Description of the task: In the copy, include no images. Reproduce the entries exactly.

====== Input data ======

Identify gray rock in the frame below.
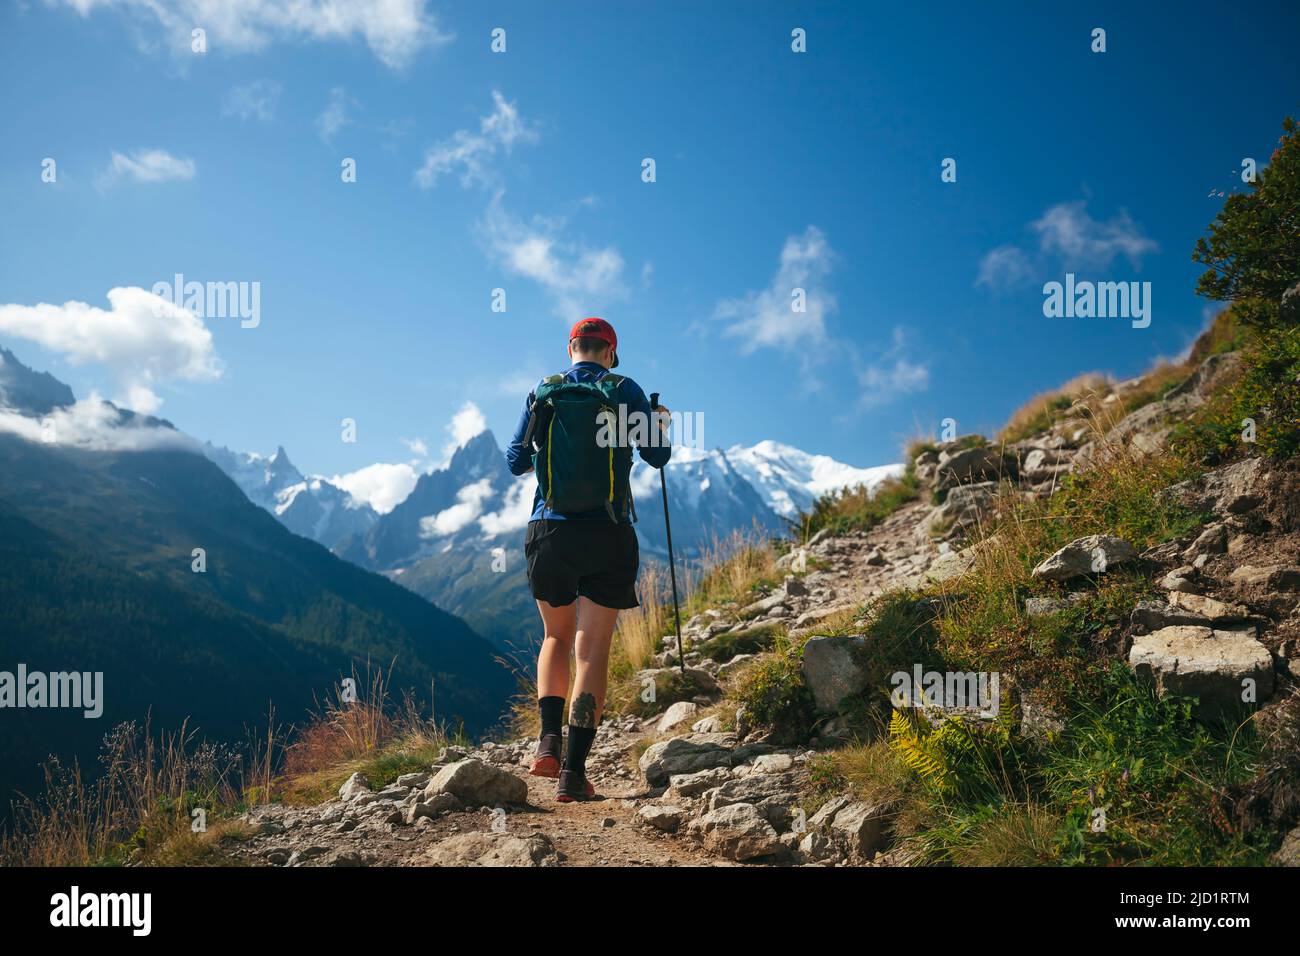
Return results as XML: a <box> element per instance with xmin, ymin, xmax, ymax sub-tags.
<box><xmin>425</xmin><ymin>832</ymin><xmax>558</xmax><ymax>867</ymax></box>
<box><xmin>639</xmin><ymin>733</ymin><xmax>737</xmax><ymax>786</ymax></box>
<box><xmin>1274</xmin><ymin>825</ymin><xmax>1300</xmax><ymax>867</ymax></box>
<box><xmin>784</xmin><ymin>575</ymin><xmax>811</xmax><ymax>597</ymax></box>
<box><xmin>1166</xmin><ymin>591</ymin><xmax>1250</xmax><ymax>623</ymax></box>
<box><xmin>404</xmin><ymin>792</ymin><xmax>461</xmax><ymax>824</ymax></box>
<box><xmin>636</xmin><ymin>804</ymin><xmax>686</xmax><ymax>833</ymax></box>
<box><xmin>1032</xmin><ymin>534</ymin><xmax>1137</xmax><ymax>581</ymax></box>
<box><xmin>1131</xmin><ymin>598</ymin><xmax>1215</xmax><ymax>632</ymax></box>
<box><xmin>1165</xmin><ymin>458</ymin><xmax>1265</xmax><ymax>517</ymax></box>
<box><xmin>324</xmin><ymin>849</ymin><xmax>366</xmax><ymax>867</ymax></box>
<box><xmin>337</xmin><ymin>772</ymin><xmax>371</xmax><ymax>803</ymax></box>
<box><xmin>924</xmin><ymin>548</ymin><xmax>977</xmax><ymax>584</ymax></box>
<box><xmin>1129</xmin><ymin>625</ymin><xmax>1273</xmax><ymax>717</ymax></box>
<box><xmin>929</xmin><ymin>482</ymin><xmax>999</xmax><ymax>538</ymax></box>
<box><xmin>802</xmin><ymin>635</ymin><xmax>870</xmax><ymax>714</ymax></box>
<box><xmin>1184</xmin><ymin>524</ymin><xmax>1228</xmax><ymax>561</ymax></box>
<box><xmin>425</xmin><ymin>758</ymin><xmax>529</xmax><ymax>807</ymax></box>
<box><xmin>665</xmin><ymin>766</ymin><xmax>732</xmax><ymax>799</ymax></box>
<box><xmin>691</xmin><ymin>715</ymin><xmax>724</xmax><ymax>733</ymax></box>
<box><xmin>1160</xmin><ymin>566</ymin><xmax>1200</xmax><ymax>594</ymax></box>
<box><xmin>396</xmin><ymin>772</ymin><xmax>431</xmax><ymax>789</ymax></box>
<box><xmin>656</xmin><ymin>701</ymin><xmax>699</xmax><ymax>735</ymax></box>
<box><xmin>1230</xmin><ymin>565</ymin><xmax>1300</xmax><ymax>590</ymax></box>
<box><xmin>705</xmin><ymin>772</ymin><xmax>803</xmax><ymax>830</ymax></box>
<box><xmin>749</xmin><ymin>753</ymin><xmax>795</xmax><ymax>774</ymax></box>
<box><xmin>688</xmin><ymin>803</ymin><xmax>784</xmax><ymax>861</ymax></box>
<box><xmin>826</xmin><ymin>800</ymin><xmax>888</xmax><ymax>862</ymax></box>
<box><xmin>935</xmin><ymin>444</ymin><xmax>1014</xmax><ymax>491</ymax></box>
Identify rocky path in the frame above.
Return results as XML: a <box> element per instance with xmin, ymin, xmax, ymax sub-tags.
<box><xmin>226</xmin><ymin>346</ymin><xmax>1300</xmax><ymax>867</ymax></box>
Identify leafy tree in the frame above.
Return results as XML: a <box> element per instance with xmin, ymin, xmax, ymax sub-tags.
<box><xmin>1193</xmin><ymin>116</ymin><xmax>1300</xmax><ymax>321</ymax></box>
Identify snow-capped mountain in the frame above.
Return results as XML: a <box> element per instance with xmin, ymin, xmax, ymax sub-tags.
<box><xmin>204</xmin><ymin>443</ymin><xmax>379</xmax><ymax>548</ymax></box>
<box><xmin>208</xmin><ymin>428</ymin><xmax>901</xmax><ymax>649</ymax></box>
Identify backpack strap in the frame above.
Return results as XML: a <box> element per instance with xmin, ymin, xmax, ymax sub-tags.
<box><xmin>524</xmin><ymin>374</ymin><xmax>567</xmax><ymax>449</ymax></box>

======

Result of this task:
Identify gray rock in the frame below.
Return results as XML: a <box> element per instance with xmin, ymin, xmax, ymax sub-tags.
<box><xmin>425</xmin><ymin>832</ymin><xmax>558</xmax><ymax>867</ymax></box>
<box><xmin>639</xmin><ymin>733</ymin><xmax>737</xmax><ymax>786</ymax></box>
<box><xmin>1274</xmin><ymin>825</ymin><xmax>1300</xmax><ymax>867</ymax></box>
<box><xmin>784</xmin><ymin>575</ymin><xmax>811</xmax><ymax>597</ymax></box>
<box><xmin>1166</xmin><ymin>591</ymin><xmax>1250</xmax><ymax>623</ymax></box>
<box><xmin>404</xmin><ymin>792</ymin><xmax>461</xmax><ymax>824</ymax></box>
<box><xmin>636</xmin><ymin>804</ymin><xmax>686</xmax><ymax>833</ymax></box>
<box><xmin>1032</xmin><ymin>534</ymin><xmax>1137</xmax><ymax>581</ymax></box>
<box><xmin>1131</xmin><ymin>598</ymin><xmax>1215</xmax><ymax>632</ymax></box>
<box><xmin>1165</xmin><ymin>458</ymin><xmax>1265</xmax><ymax>517</ymax></box>
<box><xmin>324</xmin><ymin>849</ymin><xmax>366</xmax><ymax>867</ymax></box>
<box><xmin>337</xmin><ymin>772</ymin><xmax>371</xmax><ymax>803</ymax></box>
<box><xmin>924</xmin><ymin>548</ymin><xmax>977</xmax><ymax>584</ymax></box>
<box><xmin>1129</xmin><ymin>625</ymin><xmax>1273</xmax><ymax>717</ymax></box>
<box><xmin>929</xmin><ymin>482</ymin><xmax>999</xmax><ymax>538</ymax></box>
<box><xmin>802</xmin><ymin>635</ymin><xmax>870</xmax><ymax>714</ymax></box>
<box><xmin>1184</xmin><ymin>524</ymin><xmax>1228</xmax><ymax>561</ymax></box>
<box><xmin>425</xmin><ymin>758</ymin><xmax>529</xmax><ymax>807</ymax></box>
<box><xmin>665</xmin><ymin>766</ymin><xmax>732</xmax><ymax>799</ymax></box>
<box><xmin>691</xmin><ymin>715</ymin><xmax>724</xmax><ymax>733</ymax></box>
<box><xmin>1160</xmin><ymin>566</ymin><xmax>1200</xmax><ymax>594</ymax></box>
<box><xmin>396</xmin><ymin>772</ymin><xmax>431</xmax><ymax>789</ymax></box>
<box><xmin>656</xmin><ymin>701</ymin><xmax>699</xmax><ymax>735</ymax></box>
<box><xmin>1230</xmin><ymin>565</ymin><xmax>1300</xmax><ymax>590</ymax></box>
<box><xmin>705</xmin><ymin>772</ymin><xmax>803</xmax><ymax>830</ymax></box>
<box><xmin>749</xmin><ymin>753</ymin><xmax>795</xmax><ymax>774</ymax></box>
<box><xmin>688</xmin><ymin>803</ymin><xmax>784</xmax><ymax>861</ymax></box>
<box><xmin>826</xmin><ymin>800</ymin><xmax>888</xmax><ymax>862</ymax></box>
<box><xmin>935</xmin><ymin>444</ymin><xmax>1014</xmax><ymax>491</ymax></box>
Identify rocky path in the frame above.
Return results as XML: a <box> element per instance with xmin, ymin, xmax, ymax sub-tags.
<box><xmin>226</xmin><ymin>346</ymin><xmax>1300</xmax><ymax>867</ymax></box>
Identify leafy tree in the frame above.
Return results as XML: a <box> element per instance with xmin, ymin, xmax, ymax sub-tags.
<box><xmin>1193</xmin><ymin>116</ymin><xmax>1300</xmax><ymax>321</ymax></box>
Identify snow-capped mountain in the frame above.
Return results as XML: a <box> element per instance with xmin, ymin, xmax, ymax sub-tags.
<box><xmin>204</xmin><ymin>443</ymin><xmax>379</xmax><ymax>548</ymax></box>
<box><xmin>208</xmin><ymin>428</ymin><xmax>901</xmax><ymax>649</ymax></box>
Identify backpack strap in the frame above.
Return results as XML: a <box> element per instance with xmin, ymin, xmax, ymax sub-tags.
<box><xmin>524</xmin><ymin>374</ymin><xmax>567</xmax><ymax>449</ymax></box>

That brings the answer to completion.